[Saved data entries]
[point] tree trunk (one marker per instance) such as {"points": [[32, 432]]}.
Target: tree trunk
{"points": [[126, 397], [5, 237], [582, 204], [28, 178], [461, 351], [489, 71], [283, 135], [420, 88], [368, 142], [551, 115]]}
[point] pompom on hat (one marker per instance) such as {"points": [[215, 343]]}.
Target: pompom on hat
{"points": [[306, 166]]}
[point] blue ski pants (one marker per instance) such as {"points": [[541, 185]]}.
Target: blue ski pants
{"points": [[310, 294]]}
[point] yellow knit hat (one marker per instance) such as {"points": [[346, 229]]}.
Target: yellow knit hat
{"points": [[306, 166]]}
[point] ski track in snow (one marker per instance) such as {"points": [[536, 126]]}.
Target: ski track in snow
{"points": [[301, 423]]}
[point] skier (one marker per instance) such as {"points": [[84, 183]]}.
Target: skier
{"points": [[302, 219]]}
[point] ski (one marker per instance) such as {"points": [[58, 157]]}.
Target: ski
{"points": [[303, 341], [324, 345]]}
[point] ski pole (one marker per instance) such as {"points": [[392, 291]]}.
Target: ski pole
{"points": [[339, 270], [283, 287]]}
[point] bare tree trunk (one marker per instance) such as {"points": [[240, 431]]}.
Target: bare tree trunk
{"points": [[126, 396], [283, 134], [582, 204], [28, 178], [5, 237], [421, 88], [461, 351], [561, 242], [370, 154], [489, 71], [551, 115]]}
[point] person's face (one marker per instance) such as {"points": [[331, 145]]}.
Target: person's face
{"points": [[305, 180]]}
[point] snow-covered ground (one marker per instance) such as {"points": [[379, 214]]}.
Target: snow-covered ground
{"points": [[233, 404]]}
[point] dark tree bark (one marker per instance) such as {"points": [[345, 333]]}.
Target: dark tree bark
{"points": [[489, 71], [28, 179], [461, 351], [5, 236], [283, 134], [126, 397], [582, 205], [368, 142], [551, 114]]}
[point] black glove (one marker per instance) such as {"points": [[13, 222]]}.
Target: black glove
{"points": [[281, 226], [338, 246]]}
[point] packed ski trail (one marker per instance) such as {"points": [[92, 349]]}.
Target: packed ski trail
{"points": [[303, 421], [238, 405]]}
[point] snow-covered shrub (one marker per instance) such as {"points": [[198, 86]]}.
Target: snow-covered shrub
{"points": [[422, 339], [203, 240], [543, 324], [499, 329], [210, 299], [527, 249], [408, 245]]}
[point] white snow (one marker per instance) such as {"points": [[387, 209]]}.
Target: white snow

• **To do**
Reproduce exactly the lines from the one with "Target: packed ski trail" through the last line of the entries, keeping both of those lines and nothing else.

• **Task response**
Target: packed ski trail
{"points": [[303, 421], [238, 405]]}
[point] snow-covered shrub (one marker per instance) such as {"points": [[198, 86]]}.
Target: snow-covered shrub
{"points": [[422, 339], [203, 240], [543, 324], [499, 329], [210, 299], [527, 249], [408, 245]]}
[point] white snow (one marker per instance) such as {"points": [[387, 209]]}.
Target: white snow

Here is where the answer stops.